In the text below about Hamed Rezvani, list every item it names as taken from his home during the 2016 raid.

**EXTRACTED TEXT**
-*-
The relative said Hamed Rezvani had spent most of his time prior to his arrest with his pupils and with other artists. “A few years ago he found his faith in the Baha’i religion and, although he was not considered an official member of the Baha’i community, throughout these years he was time and time again insulted and threatened on the phone or in person by the Intelligence Bureau and anonymous persons. He was attacked and beaten up a few times. They even arrested him and told him to abandon his faith.”
Because of his faith, the Intelligence Ministry also banned him from teaching at music schools in Isfahan and from holding concerts.
In the summer of 2016, Intelligence Ministry agents raided his home under the pretext that Rezvani had spread “propaganda against the regime through proselytizing for Baha’ism.” They insulted and verbally abused him, searched his home and confiscated his personal belongings including his laptop, the notebooks he wrote poetry in, and his musical notations and instruments.
The agents did not have a warrant for his arrest. They shackled his hands and his feet and beat him in front of his elderly parents for “converting to the Baha’i faith.” Afterwards, they took him to his place of work, searched it and confiscated his computer and other items, including musical instruments. They then took him to an unknown location outside the city and beat him with force on the head and the face, insulting and swearing at him at the same time. He was then forced to give his fingerprints to be filed on record along with the confiscated items.
Threat of “Physical Elimination”
Rezvani was arrested again that same year. Intelligence Ministry agents arrested him in October 2016, and took him to the prison in Isfahan. During his detention, Rezvani was subjected to mental and physical torture, and the interrogator told him he would be soon “physically eliminated” by execution. The examining magistrate did not allow his lawyer to pursue the case or read his file.
Rezvani was released on bail after spending 21 days in detention. After his release, he filed a complaint against the examining magistrate and the Intelligence Ministry agents who had tortured him, but the court acquitted them. Rezvani then filed a complaint with the Supreme Administrative Court and this complaint was reportedly sent to the Judges’ Disciplinary Court shortly before his recent disappearance.
“After six months,” his relative told IranWire, “we have no reliable news about Hamed except that, during our repeated visits to various agencies, one of them said that he had been handed over to a security unit the same day that he was summoned to the prosecutor’s office.” But he added that it was not clear whether the claim is true or not because no agency had named the security unit or clearly stated why and on what charges Rezvani is being held or why no news has been made available about him.
Article 23 of the constitution of the Islamic Republic unequivocally states: the “investigation of individuals’ beliefs is forbidden, and no one may be molested or taken to task simply for holding a certain belief.” However, over the last 40 years, Iran’s judiciary and security officials have explicitly violated the constitution and have persecuted any person who has converted from Shia Islam to another religion by threatening the individual with prison on the charge of heresy in order to force him or her to return to the Shia faith. The treatment of Hamed Rezvani by the Intelligence Ministry and the Revolutionary Court’s examining magistrate is a flagrant miscarriage of justice and a violation of citizens’ rights.
-*-
Dataset excerpt:
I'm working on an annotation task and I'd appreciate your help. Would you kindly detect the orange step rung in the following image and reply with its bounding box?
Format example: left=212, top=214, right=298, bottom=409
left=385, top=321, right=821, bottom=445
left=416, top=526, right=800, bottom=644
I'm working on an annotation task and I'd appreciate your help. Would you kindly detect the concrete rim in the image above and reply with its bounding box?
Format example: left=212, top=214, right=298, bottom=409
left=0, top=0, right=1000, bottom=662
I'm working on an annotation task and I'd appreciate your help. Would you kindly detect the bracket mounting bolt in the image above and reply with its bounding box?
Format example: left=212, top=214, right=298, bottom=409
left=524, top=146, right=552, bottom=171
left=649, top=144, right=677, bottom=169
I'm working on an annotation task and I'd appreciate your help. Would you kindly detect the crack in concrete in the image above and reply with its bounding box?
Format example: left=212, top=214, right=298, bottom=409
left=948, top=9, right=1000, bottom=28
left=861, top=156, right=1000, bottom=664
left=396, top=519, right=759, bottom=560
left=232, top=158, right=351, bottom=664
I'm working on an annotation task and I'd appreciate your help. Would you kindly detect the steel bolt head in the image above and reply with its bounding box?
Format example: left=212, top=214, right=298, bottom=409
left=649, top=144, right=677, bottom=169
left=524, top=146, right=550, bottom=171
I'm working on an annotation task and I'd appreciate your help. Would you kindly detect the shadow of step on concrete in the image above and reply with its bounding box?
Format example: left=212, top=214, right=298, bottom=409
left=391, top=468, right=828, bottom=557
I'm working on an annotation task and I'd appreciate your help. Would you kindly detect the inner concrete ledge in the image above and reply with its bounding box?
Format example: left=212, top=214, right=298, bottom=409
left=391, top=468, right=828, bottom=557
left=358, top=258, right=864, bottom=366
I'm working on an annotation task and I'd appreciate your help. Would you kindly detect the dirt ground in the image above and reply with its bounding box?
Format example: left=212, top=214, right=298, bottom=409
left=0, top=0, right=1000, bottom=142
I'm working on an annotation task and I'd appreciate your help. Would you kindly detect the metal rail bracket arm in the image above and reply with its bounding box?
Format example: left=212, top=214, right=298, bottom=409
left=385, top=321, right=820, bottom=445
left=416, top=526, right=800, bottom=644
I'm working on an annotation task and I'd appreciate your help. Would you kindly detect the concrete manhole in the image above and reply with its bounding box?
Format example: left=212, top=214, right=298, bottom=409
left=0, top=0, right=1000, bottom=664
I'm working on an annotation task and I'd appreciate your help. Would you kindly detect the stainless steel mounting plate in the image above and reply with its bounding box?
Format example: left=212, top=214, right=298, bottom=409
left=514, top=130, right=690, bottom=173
-*-
**COMPLETE OUTPUT**
- his laptop
- the notebooks he wrote poetry in
- his musical notations
- his musical instruments